▶ **PROBLEM DETAILS**: Please report every line of the material below that contains the string "negative", copying each one in full. Case counts.

▶ **EXTRACTED DATA**:
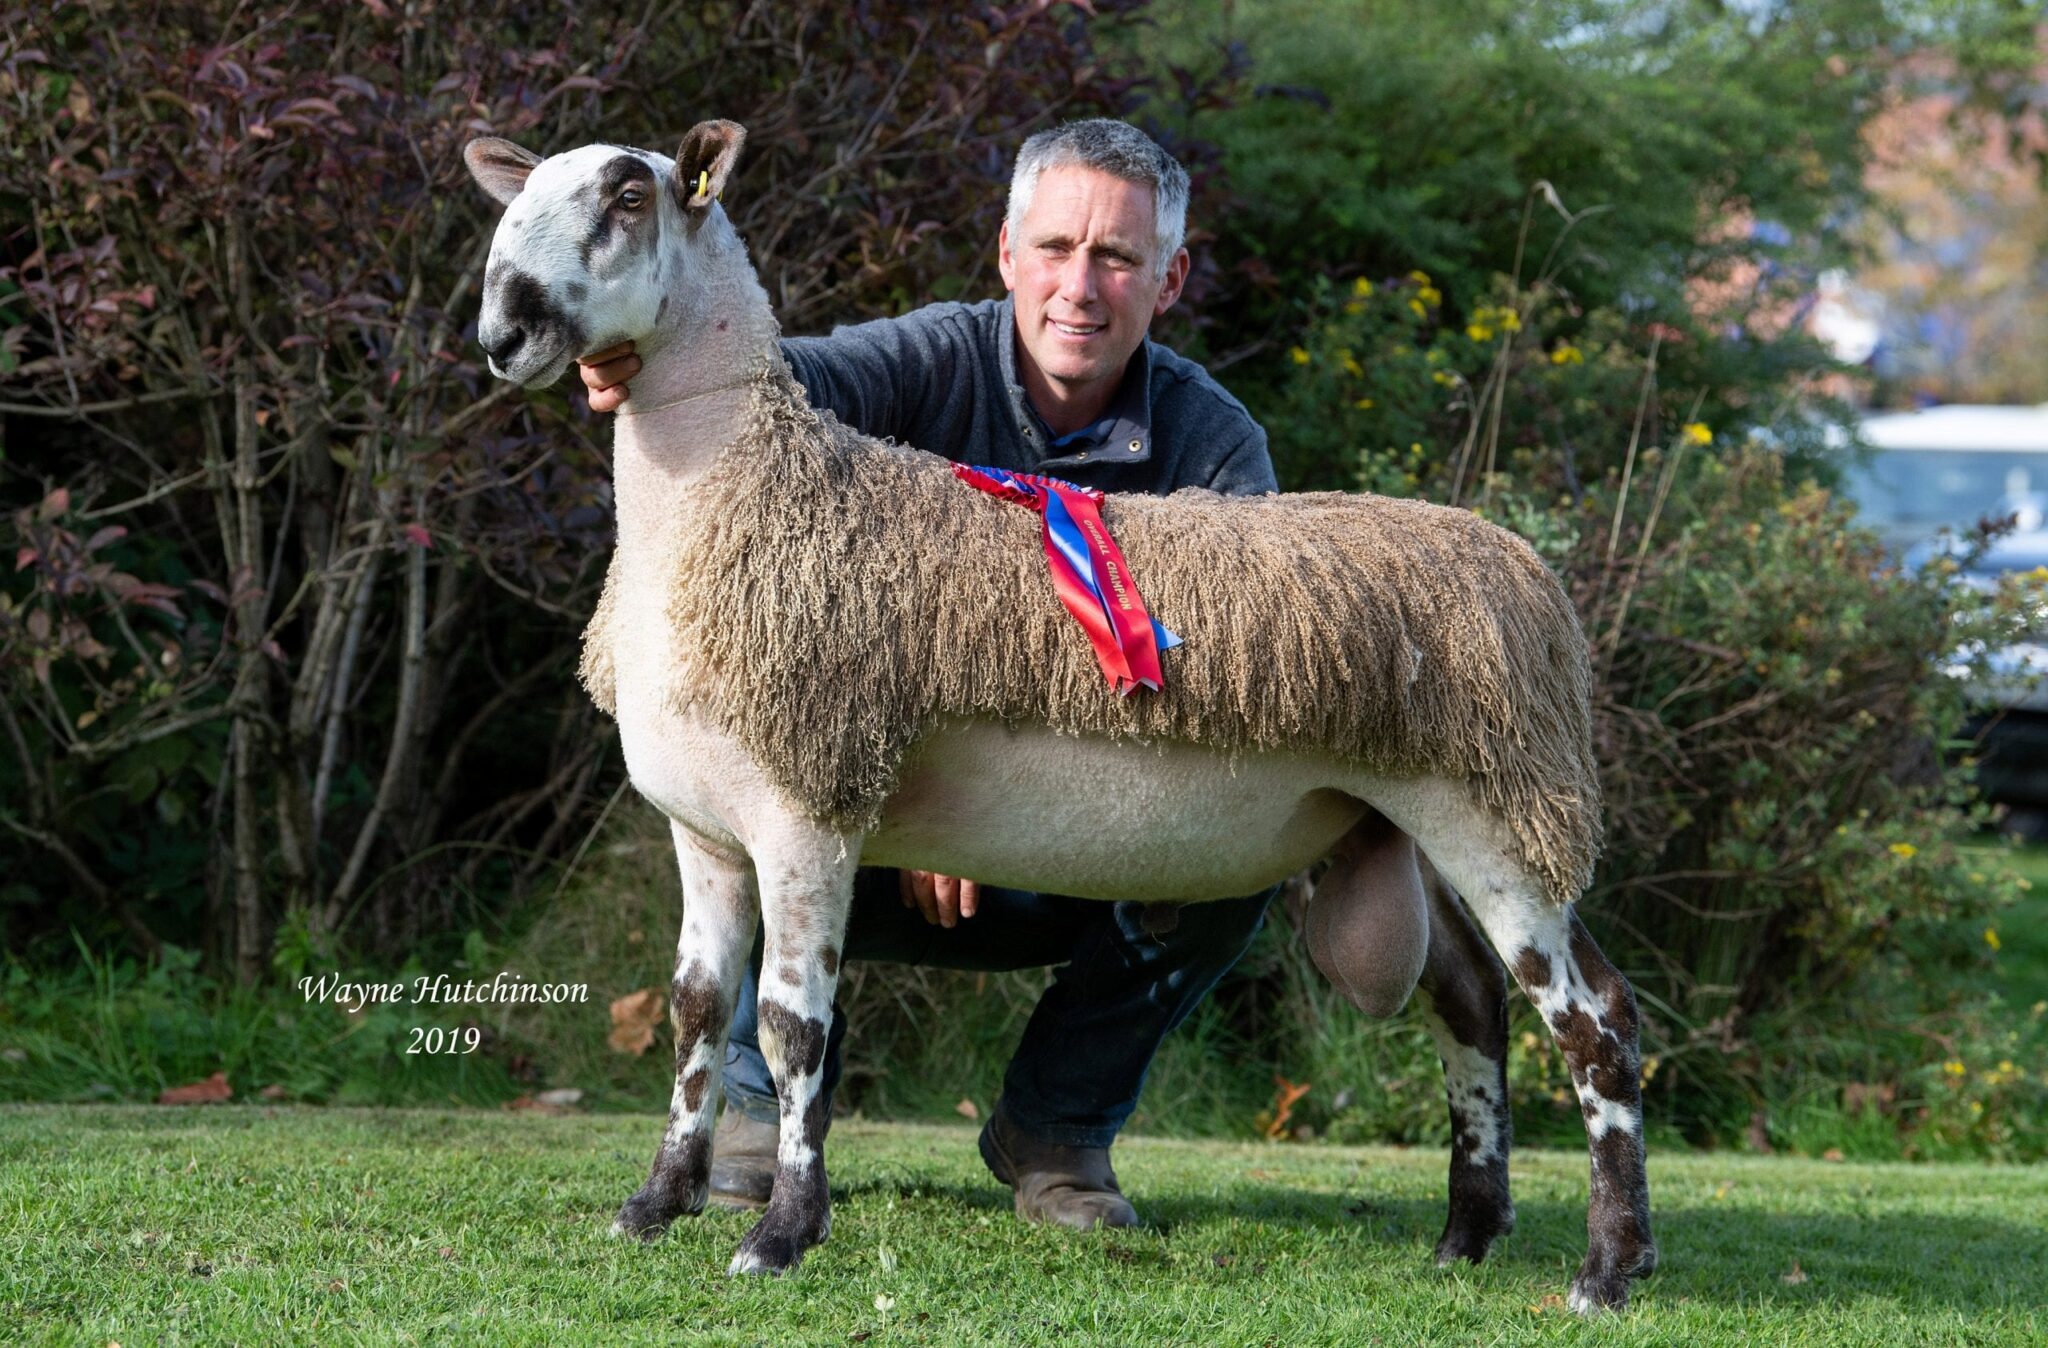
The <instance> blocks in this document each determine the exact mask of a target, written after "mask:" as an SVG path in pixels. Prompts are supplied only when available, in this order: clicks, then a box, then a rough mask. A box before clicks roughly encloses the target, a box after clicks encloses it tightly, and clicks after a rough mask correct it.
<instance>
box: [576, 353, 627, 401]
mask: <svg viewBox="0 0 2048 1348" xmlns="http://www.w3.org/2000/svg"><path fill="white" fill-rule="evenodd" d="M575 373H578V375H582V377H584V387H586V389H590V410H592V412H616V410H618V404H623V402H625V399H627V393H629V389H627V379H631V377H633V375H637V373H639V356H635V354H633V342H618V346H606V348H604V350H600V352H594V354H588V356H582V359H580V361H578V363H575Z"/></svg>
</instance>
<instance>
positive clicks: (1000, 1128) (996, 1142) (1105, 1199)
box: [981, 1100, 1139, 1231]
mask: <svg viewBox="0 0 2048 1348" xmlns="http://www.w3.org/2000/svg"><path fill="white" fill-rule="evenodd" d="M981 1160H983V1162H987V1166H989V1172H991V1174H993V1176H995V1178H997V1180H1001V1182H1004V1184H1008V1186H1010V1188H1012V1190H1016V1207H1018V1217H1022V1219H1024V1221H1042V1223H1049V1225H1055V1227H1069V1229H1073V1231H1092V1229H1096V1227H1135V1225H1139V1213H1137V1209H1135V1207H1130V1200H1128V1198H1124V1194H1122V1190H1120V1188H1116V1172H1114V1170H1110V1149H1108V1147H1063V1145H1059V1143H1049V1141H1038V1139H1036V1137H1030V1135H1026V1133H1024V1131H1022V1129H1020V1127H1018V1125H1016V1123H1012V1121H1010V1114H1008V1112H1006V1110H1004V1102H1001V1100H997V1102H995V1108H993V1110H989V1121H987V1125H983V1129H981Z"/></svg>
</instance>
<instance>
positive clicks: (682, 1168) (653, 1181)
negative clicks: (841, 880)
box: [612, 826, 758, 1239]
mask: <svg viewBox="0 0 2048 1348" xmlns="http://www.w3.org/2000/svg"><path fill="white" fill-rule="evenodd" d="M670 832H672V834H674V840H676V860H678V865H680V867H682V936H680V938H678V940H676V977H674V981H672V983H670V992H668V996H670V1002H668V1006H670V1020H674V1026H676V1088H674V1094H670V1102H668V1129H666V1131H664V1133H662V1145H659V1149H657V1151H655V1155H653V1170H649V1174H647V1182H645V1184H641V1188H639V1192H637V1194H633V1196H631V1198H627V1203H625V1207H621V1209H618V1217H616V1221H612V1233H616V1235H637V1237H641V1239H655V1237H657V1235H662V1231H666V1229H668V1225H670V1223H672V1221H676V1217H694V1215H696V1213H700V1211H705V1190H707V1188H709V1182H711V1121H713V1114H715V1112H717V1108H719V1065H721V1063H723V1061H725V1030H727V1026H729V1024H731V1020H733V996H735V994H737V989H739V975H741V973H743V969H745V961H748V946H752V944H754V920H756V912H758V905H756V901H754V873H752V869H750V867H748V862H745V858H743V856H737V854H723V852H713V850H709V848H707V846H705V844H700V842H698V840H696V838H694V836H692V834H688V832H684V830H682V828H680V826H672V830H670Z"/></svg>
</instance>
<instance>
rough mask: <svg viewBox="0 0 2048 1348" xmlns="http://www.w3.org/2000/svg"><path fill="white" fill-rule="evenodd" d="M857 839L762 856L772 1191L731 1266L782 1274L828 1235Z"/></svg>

* * *

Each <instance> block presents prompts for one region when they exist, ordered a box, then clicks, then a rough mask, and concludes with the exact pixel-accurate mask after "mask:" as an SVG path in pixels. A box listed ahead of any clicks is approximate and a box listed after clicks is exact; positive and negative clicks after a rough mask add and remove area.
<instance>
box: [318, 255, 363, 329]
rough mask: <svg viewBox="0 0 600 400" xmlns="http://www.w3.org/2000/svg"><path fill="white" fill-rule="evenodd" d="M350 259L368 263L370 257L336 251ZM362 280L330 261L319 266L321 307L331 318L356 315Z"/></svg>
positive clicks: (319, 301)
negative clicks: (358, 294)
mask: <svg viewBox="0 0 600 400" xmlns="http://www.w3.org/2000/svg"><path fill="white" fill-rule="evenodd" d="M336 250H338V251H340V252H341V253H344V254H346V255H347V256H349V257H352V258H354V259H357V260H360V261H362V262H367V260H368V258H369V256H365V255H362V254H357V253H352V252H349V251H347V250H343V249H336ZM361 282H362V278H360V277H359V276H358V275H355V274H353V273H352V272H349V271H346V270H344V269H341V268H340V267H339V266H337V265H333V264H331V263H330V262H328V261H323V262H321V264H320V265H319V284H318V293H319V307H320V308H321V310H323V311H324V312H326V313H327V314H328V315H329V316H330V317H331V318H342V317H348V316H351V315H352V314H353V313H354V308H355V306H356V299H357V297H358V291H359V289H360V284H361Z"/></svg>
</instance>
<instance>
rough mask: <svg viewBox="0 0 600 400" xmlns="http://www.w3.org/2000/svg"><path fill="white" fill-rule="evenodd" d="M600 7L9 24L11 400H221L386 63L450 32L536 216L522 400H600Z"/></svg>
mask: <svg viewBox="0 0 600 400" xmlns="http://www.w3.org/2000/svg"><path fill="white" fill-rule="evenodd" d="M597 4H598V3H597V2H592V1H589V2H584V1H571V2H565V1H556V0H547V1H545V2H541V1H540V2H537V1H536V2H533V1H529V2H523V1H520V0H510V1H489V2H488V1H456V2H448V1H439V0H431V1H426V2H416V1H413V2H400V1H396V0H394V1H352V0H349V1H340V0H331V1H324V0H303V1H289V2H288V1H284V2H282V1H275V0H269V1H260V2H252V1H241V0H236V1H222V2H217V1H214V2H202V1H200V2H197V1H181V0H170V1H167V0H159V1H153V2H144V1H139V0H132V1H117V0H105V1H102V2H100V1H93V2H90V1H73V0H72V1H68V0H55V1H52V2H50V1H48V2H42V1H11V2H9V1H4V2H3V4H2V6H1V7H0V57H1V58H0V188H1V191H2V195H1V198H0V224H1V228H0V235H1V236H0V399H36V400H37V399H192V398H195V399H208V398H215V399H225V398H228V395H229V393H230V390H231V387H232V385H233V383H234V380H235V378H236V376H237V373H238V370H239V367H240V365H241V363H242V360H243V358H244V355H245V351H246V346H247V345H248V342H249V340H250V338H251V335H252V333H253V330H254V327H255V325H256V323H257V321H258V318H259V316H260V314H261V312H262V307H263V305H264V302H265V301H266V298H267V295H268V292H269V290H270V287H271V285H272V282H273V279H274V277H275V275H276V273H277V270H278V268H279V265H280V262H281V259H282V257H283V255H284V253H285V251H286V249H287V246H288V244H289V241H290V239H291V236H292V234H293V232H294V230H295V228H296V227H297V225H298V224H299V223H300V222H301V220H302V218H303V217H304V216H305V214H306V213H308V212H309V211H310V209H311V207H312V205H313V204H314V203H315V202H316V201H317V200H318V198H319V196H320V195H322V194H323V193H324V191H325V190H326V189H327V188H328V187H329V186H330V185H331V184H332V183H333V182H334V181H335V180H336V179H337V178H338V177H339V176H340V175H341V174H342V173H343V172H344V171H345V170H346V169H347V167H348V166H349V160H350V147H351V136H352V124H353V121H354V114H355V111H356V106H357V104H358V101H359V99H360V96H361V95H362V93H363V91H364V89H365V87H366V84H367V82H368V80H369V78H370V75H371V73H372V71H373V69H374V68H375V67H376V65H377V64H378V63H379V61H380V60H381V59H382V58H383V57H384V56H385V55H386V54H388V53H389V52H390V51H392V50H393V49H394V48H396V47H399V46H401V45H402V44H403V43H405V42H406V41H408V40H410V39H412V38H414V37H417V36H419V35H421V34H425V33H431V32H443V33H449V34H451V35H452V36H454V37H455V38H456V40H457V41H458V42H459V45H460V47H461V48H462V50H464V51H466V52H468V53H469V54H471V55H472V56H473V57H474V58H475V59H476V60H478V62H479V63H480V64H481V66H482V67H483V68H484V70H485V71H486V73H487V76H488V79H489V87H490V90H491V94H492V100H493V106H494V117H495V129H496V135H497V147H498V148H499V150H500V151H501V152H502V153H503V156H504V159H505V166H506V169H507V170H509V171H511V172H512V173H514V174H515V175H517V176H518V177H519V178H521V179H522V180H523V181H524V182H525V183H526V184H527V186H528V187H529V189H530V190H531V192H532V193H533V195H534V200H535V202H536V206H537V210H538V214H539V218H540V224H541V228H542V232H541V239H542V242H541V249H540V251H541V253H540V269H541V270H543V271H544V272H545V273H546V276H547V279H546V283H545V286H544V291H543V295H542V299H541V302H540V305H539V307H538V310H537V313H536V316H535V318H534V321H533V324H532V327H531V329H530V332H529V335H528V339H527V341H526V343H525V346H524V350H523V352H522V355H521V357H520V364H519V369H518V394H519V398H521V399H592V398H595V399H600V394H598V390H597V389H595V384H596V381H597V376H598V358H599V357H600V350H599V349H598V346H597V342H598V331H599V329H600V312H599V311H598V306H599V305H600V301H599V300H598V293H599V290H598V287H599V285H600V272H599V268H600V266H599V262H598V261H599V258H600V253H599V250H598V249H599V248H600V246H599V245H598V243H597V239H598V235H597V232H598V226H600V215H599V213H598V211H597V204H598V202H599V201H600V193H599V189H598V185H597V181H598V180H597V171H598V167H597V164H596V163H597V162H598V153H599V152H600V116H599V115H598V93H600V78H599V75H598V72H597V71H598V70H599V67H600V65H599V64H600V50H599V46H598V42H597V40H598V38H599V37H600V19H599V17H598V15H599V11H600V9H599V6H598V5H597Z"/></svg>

▶ **RESPONSE AREA**:
negative clicks: (841, 880)
Each <instance> block presents prompts for one region when they exist, ordered a box, then clicks, then a rough mask, and concludes with the exact pixel-accurate mask after "mask:" as an SVG path in pixels. A box listed ahead of any clicks is approximate and a box listed after clicks is exact; positive and negative clicks after a rough mask add and remove area.
negative clicks: (358, 294)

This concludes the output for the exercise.